▶ **Given instruction**
Please set out the material below as a JSON list of strings, with one string for each line and blank lines left out.

▶ **Exercise data**
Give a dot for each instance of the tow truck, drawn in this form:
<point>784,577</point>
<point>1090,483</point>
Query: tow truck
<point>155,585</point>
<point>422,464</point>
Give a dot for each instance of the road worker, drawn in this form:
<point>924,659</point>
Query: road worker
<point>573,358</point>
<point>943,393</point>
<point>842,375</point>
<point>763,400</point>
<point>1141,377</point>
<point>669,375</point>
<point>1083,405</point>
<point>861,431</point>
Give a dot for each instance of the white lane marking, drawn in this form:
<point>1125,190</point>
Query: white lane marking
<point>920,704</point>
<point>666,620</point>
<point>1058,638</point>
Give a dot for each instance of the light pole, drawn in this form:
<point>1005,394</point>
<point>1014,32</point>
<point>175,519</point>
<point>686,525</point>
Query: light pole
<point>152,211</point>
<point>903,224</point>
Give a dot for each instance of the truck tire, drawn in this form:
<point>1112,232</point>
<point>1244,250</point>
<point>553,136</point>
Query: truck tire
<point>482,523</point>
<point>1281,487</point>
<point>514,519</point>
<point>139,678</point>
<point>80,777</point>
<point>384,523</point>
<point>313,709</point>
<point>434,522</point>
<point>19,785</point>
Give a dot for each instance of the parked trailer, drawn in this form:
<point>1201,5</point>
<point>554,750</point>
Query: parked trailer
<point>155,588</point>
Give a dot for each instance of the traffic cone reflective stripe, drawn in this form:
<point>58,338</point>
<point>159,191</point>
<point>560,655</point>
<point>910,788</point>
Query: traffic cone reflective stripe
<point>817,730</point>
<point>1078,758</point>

▶ **Task solution**
[
  "Give a dot for each instance of the tow truck, drawn in this form:",
  "<point>784,577</point>",
  "<point>1090,483</point>",
  "Query: tow truck",
  "<point>155,585</point>",
  "<point>422,464</point>",
  "Give a dot for each instance of the road worker, drawn in this form:",
  "<point>924,659</point>",
  "Query: road worker",
  "<point>573,358</point>",
  "<point>943,393</point>",
  "<point>842,375</point>",
  "<point>763,400</point>",
  "<point>1141,377</point>",
  "<point>669,375</point>",
  "<point>1083,405</point>",
  "<point>861,431</point>",
  "Give a dot for each instance of the white lane marking, drawn in this form:",
  "<point>1125,190</point>",
  "Query: white lane marking",
  "<point>920,704</point>",
  "<point>666,620</point>",
  "<point>1058,638</point>",
  "Give a dot for each instance of the light pole, drawn in this form:",
  "<point>1005,394</point>",
  "<point>1014,32</point>",
  "<point>175,519</point>",
  "<point>686,525</point>",
  "Query: light pole",
  "<point>152,211</point>",
  "<point>903,224</point>",
  "Give a dot for each instance of the truck tire, drawn in this form:",
  "<point>1112,232</point>",
  "<point>1244,250</point>",
  "<point>553,136</point>",
  "Query: truck tire",
  "<point>482,523</point>",
  "<point>1281,487</point>",
  "<point>514,519</point>",
  "<point>139,678</point>",
  "<point>80,777</point>",
  "<point>384,523</point>",
  "<point>313,709</point>",
  "<point>434,522</point>",
  "<point>19,785</point>",
  "Give a dot for each instance of the parked trailer, drawn in this form:",
  "<point>1201,5</point>",
  "<point>554,750</point>",
  "Query: parked trailer",
  "<point>155,588</point>",
  "Give a dot for each instance of the traffic cone reflective stripe, drawn in this form:",
  "<point>58,338</point>",
  "<point>159,191</point>",
  "<point>560,655</point>",
  "<point>910,788</point>",
  "Query: traffic cone reflective stripe",
  "<point>817,730</point>",
  "<point>1078,758</point>"
]